▶ Quoted text:
»»
Data Warehousing and Business Intelligence
In this section of techtiks, you will find detailed information and must-read articles related to Data Warehousing and
Business Intelligence. The target audience ranges from beginners to experts. These articles are written by highly
qualified Data Warehouse Engineers.
Whenever you see or hear the words "Data Warehouse" you might think of some large building that has bits of
information stored on shelves waiting for someone to retrieve them, perhaps? Let's think of some traditional
warehouse, what it contains? It contains some goods stored in such a way that they are easy to identify and they can
be quickly retrieved. A Data Warehouse also functions in the similar way. Then how the Data Warehouse is
different from traditional relational databases? Relational database is similar to Data Warehouse but there are certain
defining differences. You will see the differences in following articles.
Datawarehouse Defined
Elements of Data Warehouse
History of Data Warehousing
Dimensional Modeling
Datawarehouse Defined
Consider an example where business analyst uses the systems containing operational data (the data that runs the
daily transactions of your business). Analysts can use information about, which products were sold in which regions
at what time of the year, to look for anomalies or to project future sales. However, there are several problems if
analyst accesses operational data directly:
He might not have the expertise to query the operational database. For example, querying IMS databases
requires an application program that uses a specialized type of data manipulation language. In general,
those programmers who have the expertise to query the operational database have a full-time job in
maintaining the database and its applications.
Performance is critical for many operational databases, such as databases for a bank. The system cannot
handle users making ad-hoc queries.
The operational data generally is not in the best format to be used for reporting queries
Data warehousing solves these problems. In data warehousing, you create stores of informational data data that is
extracted from the operational data and then transformed for reporting and decision making. For example, a data
warehousing tool might copy all the sales data from the operational database, perform calculations to summarize the
data, and write it to a new database. End-users can query the new database (the warehouse) without impacting the
operational databases.
To summarize
The purpose of data warehouse is to store data consistently across the organization and to make the
organizational information accessible.
It is adaptive and resilient source of information. When new data is added to the Data Warehouse, the
existing data and technologies are not disrupted. The design of separate data marts that make up the data
warehouse must be distributed and incremental. Anything else is a compromise.
The data warehouse not only controls the access to the data, but gives its owners great visibility into the
uses and abuses of the data, even after it has left the data warehouse.
Data warehouse is the foundation for decision-making.
««
▶ Given data:
»»
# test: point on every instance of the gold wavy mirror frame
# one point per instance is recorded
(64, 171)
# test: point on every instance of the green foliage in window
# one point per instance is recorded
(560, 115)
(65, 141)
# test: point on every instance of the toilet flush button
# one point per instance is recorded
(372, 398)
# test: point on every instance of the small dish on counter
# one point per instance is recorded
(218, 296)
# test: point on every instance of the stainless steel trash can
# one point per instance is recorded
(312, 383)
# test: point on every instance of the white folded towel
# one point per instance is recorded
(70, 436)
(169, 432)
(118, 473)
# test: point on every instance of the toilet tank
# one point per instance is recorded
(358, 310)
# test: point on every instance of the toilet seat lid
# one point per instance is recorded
««
▶ Actions to take:
- 1) Rewrite everything in the data warehousing text from "It is adaptive" down to "the data warehouse.", changing "abuses" to "misuses".
- 2) Extract every line of the records and reproduce each one word for word.
The records and the data warehousing text come from separate, unrelated sources.

▶ Outputs for the tasks:
- 1)
It is adaptive and resilient source of information. When new data is added to the Data Warehouse, the
existing data and technologies are not disrupted. The design of separate data marts that make up the data
warehouse must be distributed and incremental. Anything else is a compromise.
The data warehouse not only controls the access to the data, but gives its owners great visibility into the
uses and misuses of the data, even after it has left the data warehouse.

- 2)
# test: point on every instance of the gold wavy mirror frame
# one point per instance is recorded
(64, 171)
# test: point on every instance of the green foliage in window
# one point per instance is recorded
(560, 115)
(65, 141)
# test: point on every instance of the toilet flush button
# one point per instance is recorded
(372, 398)
# test: point on every instance of the small dish on counter
# one point per instance is recorded
(218, 296)
# test: point on every instance of the stainless steel trash can
# one point per instance is recorded
(312, 383)
# test: point on every instance of the white folded towel
# one point per instance is recorded
(70, 436)
(169, 432)
(118, 473)
# test: point on every instance of the toilet tank
# one point per instance is recorded
(358, 310)
# test: point on every instance of the toilet seat lid
# one point per instance is recorded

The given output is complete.